*PROBLEM TO WORK ON*
How many lines in the items below contain the string "stripe"? Uppercase and lowercase letters count as different, and the reply should be only the number.

* BEGIN RAW RECORDS *

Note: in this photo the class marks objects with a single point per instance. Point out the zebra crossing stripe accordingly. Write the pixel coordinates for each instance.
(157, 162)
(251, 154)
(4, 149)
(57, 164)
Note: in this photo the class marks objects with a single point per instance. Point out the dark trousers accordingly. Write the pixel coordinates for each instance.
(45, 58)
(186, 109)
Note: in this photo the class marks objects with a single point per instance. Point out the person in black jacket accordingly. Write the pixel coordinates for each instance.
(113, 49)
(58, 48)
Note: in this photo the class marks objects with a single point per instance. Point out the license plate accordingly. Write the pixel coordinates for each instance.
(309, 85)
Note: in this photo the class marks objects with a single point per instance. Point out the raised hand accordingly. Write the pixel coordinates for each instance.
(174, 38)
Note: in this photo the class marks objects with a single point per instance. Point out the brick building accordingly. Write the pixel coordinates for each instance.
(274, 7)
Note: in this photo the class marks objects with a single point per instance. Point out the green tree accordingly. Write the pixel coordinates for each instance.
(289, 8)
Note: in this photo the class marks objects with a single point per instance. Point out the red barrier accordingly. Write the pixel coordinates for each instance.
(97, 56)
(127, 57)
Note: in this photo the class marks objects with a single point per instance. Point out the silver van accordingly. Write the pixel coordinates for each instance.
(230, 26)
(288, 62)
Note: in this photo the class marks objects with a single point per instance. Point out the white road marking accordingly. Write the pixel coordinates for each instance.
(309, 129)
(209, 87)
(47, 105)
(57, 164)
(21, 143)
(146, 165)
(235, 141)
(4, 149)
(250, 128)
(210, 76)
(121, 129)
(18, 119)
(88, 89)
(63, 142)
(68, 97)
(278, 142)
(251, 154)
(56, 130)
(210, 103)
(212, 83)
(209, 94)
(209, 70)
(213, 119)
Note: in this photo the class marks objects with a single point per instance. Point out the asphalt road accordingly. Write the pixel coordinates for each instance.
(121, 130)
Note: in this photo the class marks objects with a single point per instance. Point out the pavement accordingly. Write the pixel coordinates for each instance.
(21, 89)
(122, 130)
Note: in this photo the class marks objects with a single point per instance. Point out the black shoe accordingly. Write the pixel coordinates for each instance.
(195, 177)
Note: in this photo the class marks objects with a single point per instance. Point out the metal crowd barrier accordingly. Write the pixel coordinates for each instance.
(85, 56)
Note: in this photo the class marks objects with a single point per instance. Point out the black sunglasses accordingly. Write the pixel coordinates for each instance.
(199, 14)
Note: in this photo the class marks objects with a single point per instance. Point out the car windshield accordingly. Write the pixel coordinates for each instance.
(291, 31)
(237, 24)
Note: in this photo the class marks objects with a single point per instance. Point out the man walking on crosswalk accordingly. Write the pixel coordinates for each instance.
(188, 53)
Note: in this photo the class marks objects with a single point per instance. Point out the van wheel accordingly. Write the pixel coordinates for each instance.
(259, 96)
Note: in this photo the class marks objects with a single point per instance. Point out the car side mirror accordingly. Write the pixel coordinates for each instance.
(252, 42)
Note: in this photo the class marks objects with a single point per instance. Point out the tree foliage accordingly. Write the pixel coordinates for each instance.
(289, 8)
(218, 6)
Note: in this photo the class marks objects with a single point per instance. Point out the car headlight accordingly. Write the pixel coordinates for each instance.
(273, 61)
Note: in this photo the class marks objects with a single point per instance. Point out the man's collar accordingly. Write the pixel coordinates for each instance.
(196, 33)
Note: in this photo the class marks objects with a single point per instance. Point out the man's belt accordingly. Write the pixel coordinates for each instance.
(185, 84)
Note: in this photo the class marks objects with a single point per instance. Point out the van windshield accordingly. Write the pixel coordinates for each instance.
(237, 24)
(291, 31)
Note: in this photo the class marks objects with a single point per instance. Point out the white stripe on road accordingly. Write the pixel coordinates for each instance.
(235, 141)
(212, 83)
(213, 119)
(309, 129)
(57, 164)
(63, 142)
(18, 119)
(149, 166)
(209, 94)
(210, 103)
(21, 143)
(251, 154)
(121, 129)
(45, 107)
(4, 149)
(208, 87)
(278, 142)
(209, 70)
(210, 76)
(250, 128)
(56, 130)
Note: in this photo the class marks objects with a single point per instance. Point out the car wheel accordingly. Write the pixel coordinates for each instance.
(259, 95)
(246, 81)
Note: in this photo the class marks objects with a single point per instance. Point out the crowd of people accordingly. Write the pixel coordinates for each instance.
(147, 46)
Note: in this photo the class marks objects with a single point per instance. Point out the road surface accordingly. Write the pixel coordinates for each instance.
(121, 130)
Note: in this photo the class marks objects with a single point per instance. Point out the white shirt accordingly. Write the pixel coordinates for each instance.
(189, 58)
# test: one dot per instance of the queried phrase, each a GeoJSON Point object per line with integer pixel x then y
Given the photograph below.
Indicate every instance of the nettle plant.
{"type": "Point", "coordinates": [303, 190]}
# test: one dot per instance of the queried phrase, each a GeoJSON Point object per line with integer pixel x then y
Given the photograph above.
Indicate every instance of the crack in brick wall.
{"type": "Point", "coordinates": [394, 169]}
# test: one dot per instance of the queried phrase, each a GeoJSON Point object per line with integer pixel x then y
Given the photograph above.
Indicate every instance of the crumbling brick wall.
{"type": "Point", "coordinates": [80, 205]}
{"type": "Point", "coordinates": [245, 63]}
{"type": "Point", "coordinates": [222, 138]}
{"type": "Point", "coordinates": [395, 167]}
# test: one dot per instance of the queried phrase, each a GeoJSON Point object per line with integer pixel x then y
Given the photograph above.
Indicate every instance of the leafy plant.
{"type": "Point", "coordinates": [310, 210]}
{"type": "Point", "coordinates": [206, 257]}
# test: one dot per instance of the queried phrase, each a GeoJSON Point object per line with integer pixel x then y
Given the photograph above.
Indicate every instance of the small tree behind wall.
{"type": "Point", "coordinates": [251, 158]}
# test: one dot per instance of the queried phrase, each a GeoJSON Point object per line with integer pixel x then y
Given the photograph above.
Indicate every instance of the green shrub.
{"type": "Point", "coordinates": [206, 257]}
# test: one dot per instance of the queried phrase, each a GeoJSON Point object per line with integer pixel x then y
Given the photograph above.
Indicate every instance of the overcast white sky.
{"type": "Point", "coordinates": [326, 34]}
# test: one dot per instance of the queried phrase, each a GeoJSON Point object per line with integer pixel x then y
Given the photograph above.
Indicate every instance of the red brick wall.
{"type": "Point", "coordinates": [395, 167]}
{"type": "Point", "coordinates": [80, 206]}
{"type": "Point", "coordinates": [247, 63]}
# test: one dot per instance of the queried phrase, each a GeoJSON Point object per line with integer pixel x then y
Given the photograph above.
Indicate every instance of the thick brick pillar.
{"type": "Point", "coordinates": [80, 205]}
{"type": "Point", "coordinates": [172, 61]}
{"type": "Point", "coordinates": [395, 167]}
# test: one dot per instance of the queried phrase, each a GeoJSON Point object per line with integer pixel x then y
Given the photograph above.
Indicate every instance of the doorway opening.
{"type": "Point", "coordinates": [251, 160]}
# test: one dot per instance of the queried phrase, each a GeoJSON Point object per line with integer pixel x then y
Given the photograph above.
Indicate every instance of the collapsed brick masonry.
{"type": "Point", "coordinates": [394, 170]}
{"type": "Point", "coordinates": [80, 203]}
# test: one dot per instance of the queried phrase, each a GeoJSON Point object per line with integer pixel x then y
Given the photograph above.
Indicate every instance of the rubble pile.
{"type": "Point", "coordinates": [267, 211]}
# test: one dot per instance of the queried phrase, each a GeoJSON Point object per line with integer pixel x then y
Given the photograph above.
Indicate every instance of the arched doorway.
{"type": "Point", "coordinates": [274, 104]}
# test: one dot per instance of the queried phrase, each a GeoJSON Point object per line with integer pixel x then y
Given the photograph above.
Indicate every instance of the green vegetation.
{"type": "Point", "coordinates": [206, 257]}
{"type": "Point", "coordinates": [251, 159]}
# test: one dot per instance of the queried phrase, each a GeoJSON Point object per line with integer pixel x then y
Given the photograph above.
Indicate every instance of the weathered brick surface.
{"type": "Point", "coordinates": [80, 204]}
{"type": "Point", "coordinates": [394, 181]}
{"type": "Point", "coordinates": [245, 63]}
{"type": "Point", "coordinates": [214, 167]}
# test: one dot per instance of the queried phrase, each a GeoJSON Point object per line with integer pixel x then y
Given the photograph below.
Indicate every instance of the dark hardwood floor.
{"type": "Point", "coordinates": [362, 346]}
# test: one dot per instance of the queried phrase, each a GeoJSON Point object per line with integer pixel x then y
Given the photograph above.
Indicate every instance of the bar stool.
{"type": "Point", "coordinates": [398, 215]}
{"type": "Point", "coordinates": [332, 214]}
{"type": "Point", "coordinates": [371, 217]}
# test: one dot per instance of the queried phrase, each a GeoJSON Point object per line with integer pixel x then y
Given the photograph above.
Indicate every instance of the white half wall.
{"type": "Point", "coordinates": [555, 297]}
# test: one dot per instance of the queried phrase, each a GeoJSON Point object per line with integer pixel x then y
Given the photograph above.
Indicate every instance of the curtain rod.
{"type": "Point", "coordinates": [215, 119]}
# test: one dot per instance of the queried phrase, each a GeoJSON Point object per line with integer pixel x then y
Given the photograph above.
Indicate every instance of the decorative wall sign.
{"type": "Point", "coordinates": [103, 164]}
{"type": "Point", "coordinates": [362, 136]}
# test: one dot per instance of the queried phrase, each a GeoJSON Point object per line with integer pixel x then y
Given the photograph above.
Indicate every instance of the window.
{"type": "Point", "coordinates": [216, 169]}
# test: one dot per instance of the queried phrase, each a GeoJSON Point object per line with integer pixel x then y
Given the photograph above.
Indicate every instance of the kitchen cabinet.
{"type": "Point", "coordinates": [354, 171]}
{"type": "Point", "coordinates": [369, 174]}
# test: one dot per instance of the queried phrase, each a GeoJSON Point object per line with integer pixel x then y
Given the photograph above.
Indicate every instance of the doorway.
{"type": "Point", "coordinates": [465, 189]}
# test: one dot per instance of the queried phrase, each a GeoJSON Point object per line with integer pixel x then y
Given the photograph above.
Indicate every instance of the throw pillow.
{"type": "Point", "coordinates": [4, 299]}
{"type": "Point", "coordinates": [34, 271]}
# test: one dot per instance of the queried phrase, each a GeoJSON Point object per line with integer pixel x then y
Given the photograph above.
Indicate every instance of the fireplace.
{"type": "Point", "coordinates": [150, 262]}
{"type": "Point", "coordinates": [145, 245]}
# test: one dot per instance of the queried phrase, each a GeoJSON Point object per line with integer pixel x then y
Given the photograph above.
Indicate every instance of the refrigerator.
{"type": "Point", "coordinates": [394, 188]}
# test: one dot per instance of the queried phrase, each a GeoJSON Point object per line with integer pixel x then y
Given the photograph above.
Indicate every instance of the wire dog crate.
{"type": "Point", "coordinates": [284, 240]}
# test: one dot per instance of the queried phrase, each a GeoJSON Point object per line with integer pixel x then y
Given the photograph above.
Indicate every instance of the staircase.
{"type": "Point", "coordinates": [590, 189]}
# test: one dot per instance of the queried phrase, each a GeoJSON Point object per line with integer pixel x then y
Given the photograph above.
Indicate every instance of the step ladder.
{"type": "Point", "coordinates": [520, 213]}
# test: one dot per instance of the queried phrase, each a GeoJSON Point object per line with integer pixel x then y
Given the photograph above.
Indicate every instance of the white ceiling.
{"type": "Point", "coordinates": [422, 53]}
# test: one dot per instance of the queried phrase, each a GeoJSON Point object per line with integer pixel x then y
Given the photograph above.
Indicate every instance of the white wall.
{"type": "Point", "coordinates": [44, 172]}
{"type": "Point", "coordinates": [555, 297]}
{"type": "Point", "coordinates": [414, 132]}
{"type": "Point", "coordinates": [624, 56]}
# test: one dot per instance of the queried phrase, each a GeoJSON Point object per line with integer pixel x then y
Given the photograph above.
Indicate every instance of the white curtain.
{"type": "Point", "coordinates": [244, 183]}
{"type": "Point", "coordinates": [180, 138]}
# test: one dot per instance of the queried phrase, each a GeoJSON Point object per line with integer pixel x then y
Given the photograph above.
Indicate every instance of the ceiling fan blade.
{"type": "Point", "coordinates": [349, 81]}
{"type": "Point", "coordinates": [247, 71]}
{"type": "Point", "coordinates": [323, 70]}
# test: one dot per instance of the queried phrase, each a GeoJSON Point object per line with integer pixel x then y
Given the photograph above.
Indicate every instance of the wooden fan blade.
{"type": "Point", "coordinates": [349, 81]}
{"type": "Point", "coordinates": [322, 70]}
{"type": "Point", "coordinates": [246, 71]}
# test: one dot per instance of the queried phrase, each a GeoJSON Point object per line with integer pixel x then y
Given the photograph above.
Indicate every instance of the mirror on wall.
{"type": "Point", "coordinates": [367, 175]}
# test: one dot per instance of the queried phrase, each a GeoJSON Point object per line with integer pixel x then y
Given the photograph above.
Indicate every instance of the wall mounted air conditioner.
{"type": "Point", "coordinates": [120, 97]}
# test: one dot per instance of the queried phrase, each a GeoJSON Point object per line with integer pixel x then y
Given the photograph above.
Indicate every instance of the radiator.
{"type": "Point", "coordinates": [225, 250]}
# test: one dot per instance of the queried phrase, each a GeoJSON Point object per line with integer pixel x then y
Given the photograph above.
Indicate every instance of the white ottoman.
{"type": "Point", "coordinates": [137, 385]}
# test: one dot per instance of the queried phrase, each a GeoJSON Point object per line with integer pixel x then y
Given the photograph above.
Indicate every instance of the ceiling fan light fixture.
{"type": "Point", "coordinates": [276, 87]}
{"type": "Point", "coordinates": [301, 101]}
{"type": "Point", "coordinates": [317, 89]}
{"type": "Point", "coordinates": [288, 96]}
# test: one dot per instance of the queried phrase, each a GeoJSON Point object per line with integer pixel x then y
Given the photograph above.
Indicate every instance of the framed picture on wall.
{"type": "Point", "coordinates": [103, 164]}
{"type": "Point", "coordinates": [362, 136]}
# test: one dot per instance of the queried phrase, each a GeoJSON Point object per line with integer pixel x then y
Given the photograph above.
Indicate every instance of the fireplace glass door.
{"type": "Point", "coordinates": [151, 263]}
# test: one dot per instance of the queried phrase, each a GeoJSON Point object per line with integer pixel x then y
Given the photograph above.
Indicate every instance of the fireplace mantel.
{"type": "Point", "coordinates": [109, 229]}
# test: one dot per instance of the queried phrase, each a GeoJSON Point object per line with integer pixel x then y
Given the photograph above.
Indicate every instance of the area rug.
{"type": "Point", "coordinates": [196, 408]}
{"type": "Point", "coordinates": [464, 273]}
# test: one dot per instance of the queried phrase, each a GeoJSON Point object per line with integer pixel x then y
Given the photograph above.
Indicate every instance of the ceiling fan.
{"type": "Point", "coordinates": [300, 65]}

* END RAW RECORDS *

*SOLUTION TO THIS TASK*
2